__EXERCISE DATA__:
☆ ☆ ☆ ☆ ☆ ☆ ☆

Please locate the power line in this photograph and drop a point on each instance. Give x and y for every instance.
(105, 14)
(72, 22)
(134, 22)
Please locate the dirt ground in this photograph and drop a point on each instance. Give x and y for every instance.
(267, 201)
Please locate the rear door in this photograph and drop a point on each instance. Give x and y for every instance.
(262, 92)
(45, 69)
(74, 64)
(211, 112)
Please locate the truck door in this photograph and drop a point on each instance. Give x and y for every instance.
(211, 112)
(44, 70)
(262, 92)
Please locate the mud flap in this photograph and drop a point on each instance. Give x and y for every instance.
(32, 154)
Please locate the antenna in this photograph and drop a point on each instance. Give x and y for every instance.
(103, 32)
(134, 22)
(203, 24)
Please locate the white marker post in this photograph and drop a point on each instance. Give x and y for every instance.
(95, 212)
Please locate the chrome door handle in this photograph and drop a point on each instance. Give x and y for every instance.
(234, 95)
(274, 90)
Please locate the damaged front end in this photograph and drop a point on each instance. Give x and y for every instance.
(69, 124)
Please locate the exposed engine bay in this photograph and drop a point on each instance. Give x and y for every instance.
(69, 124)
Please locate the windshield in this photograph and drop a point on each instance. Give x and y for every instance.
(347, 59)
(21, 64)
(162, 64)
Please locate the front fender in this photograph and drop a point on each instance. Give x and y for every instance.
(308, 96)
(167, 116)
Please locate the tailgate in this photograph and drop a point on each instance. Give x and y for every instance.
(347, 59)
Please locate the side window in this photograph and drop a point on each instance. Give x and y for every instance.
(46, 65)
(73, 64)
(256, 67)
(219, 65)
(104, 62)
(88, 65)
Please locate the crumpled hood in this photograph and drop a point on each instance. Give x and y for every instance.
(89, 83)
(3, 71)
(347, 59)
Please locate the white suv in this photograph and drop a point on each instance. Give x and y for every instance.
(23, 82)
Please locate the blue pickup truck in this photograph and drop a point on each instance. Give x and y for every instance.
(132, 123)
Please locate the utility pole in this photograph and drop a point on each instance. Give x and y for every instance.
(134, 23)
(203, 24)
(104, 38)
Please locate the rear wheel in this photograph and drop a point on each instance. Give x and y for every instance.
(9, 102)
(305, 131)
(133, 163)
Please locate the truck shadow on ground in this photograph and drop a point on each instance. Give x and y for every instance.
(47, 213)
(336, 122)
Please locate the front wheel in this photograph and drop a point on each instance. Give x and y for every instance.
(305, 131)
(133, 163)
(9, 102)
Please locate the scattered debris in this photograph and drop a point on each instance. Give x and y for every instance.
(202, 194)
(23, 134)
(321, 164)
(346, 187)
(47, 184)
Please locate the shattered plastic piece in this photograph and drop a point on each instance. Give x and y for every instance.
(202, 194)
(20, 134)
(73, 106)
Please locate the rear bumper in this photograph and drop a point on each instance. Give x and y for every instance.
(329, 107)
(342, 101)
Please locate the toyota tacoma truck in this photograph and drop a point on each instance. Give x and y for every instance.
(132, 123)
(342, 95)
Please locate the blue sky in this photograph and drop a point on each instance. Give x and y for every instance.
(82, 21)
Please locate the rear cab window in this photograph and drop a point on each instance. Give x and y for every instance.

☆ ☆ ☆ ☆ ☆ ☆ ☆

__WHAT IS REQUIRED__: Everything from the line with "Please locate the rear wheel" through the last line of the material above should be echoed exactly, and nothing else.

__OUTPUT FOR THIS TASK__:
Please locate the rear wheel in this photograph and drop a point on each instance. Give x and y for every instance.
(9, 102)
(305, 131)
(133, 163)
Please locate the truck shadow on ground in this photograph and drop a point on each instance. Give x and y for every instance.
(47, 213)
(336, 122)
Please locate the front wheel in this photograph and drop a point on each instance. Give x and y for every instance.
(305, 131)
(133, 163)
(9, 102)
Please locate the scattered debris in this photograph and drop a point on each instance. Give x and y for every instance.
(202, 194)
(23, 134)
(321, 164)
(346, 187)
(47, 184)
Please locate the shattered plastic piece in this photograph and drop a point on each instance. Give x and y for every instance.
(202, 194)
(20, 134)
(73, 106)
Please locate the rear bumper in this photograph and drop a point on each instance. Give x and y for every instance.
(329, 107)
(342, 101)
Please locate the toyota tacoma truck in this photograph and drop a point on each instance. Give x and y for every instance.
(132, 123)
(342, 95)
Please locate the blue sky in this photograph and drop a point on each instance. Give x and y for every instance.
(82, 21)
Please locate the rear cab window in this photograph and drop a point on each instance. Give x and y for every instance.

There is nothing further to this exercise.